Requirement
What you write should be the line containing "If you could mark the coastal" followed by every line after it to the end of the listing, exactly as given, and nothing more.
══ Given information
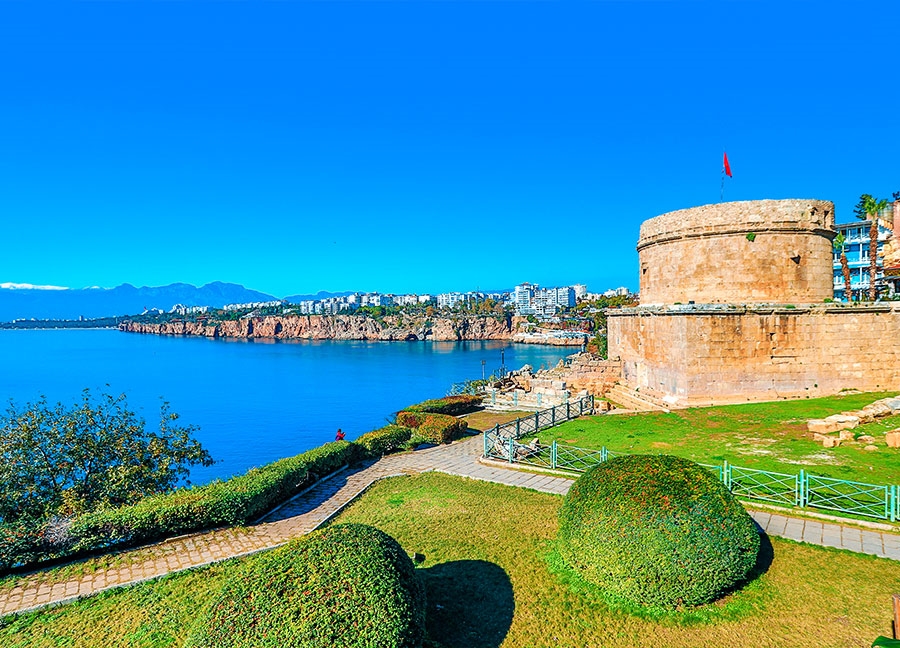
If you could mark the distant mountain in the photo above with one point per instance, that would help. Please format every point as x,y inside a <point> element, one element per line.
<point>322,294</point>
<point>22,301</point>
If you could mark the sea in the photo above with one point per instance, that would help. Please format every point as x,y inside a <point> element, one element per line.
<point>254,401</point>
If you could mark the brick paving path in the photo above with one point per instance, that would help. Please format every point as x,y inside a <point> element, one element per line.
<point>310,509</point>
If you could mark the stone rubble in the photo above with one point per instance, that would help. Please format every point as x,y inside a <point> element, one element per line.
<point>823,429</point>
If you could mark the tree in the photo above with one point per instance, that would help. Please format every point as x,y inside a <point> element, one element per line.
<point>60,460</point>
<point>839,246</point>
<point>869,208</point>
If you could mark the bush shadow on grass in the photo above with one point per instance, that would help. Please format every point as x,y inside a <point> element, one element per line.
<point>470,604</point>
<point>747,598</point>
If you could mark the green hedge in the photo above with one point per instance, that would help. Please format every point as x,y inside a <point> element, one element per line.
<point>383,440</point>
<point>221,503</point>
<point>657,530</point>
<point>349,585</point>
<point>452,405</point>
<point>436,428</point>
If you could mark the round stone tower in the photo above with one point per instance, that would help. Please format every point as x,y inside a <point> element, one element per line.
<point>758,251</point>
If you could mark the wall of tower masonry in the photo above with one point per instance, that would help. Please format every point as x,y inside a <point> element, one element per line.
<point>706,255</point>
<point>700,355</point>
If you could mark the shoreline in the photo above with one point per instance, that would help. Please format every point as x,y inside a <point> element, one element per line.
<point>396,328</point>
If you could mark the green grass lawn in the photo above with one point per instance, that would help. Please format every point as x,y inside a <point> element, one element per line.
<point>492,580</point>
<point>765,436</point>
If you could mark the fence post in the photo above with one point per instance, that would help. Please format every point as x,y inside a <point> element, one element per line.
<point>895,598</point>
<point>894,511</point>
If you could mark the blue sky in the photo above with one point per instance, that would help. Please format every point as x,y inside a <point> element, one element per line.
<point>419,146</point>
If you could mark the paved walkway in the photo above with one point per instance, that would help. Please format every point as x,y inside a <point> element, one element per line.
<point>310,509</point>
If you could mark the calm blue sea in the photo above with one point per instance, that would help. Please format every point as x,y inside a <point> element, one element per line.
<point>255,401</point>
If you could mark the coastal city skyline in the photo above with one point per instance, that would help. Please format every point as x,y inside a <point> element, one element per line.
<point>295,147</point>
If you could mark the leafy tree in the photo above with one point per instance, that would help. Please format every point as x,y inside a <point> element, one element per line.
<point>60,460</point>
<point>869,208</point>
<point>839,244</point>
════
Solution for this exercise
If you could mark the coastal city skyline in the photo above with one point per instance, that would help. Please format every point as x,y inside a <point> element, one element per line.
<point>295,147</point>
If you could mark the leafy tree in the photo above with one point per instance, that would help. Please format every point as x,y inside a <point> element, one element per line.
<point>60,460</point>
<point>869,208</point>
<point>839,244</point>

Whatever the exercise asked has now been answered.